*** Excerpted text ***

Large Language Models (LLMs) have made significant strides in addressing various reasoning tasks, such as math problems, code generation, and planning. However, as these tasks become more complex, LLMs struggle with inconsistencies, hallucinations, and errors. This is especially true for tasks requiring multiple reasoning steps, which often operate on a “System 1” level of thinking – fast and instinctive but often inaccurate. The requirement for a more deliberative, “System 2” thinking approach is needed for better accuracy and consistency.
Several approaches have been used to tackle these challenges, such as Supervised Fine-Tuning (SFT), Reinforcement Learning from Human Feedback (RLHF), Direct Preference Optimization (DPO), and Aligner methods to align the LLM outputs with human expectations. Tree-of-Thoughts (ToT), A* search, and Monte Carlo Tree Search (MCTS) methodologies have been employed to improve its planning capabilities. While these techniques have shown promise, they often necessitate high computational power, expert adjustments, or task-specific modifications, thereby restricting their generalizability and productivity.

*** Dataset excerpts ***

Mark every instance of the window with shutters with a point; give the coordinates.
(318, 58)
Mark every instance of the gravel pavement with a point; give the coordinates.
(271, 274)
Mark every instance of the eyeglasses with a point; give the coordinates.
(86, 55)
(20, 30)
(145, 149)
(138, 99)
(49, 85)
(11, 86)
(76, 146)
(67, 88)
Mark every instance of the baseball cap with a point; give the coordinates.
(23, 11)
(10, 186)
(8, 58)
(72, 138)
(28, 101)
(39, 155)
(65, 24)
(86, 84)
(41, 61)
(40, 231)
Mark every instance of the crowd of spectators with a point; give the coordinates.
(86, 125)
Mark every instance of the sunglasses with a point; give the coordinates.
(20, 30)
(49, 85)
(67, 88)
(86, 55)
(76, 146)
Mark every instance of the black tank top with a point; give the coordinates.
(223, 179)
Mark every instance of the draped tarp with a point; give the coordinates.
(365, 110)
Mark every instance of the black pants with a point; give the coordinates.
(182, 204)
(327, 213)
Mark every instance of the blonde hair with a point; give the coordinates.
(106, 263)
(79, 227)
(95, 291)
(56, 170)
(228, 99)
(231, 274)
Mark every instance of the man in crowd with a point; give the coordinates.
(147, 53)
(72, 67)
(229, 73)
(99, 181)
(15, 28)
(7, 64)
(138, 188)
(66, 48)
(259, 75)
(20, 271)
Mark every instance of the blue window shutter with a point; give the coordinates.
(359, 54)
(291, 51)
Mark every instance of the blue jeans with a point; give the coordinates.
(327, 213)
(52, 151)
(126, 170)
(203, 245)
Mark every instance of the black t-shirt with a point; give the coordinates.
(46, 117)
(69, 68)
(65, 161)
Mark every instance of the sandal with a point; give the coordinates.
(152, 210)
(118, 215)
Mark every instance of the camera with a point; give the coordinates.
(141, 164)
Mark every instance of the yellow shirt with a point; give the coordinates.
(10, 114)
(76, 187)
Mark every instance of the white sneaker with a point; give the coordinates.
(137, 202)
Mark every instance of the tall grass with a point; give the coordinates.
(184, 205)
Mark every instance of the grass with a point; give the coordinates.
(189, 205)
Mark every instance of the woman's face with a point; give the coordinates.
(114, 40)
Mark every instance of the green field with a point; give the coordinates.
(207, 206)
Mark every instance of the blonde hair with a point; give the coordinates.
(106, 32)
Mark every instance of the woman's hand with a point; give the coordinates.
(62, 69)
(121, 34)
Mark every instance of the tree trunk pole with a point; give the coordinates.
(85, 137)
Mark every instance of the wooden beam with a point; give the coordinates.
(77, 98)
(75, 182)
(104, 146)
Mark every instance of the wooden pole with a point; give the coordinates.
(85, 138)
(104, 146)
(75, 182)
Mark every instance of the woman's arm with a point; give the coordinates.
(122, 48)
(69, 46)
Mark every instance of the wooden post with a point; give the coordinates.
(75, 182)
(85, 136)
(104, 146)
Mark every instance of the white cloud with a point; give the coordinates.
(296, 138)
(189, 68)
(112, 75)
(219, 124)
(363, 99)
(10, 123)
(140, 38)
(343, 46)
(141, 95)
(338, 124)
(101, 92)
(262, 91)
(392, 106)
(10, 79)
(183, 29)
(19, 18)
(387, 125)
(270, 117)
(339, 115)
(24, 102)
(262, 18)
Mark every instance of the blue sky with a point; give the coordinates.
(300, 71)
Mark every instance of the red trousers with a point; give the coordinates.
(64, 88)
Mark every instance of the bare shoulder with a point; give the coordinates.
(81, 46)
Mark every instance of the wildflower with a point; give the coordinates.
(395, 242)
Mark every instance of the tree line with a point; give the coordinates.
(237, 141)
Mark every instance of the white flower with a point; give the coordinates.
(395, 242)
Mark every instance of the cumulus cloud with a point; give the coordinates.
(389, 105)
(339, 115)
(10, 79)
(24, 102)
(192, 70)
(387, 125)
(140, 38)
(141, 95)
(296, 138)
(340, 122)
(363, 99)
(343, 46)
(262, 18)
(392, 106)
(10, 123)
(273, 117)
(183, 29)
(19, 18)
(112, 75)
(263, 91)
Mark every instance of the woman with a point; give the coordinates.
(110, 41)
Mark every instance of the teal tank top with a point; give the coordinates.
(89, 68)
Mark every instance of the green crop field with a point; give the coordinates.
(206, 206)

***

* _Exercises to complete_
1. In the passage on LLM reasoning, which three methodologies have been used to improve planning capabilities?
2. Please carry on the passage on LLM reasoning, picking up after its final sentence.

* _Results by task_
1. Tree-of-Thoughts (ToT), A* search, and Monte Carlo Tree Search (MCTS).

2.
To address these issues, researchers from Skywork AI and Nanyang Technological University have developed Q*, a framework designed to improve the multistep reasoning capabilities of LLMs through deliberate planning. Q* perceives LLM reasoning as a Markov Decision Process (MDP), where the state considers the initial input, previous reasoning steps, and the action analogizes the next reasoning step, and the reward gauges task success. Q* introduces methods for deriving optimal Q-values for state-action pairs, which includes offline reinforcement learning, optimal sequence selection, and stronger LLM completion. Framing multi-step reasoning as a heuristic search issue, Q* employs Q-value models within an A* search frame, aiding LLMs to select the best next steps effectively.
Q* proved its efficacy across various reasoning tasks. It enhanced Llama-2-7b to achieve 80.8% accuracy on the GSM8K dataset, outpacing ChatGPT-turbo. For the MATH dataset, Q* upgraded Llama-2-7b and DeepSeekMath-7b to achieve 55.4% accuracy, outshining models like Gemini Ultra (4-shot). Moreover, Q* elevated CodeQwen1.5-7b-Chat’s performance to 77.0% accuracy on the MBPP dataset in code generation tasks. These results consistently demonstrate Q*’s ability to improve LLM performance across math reasoning and code-generation tasks, outperforming typical methods and even some closed-source models.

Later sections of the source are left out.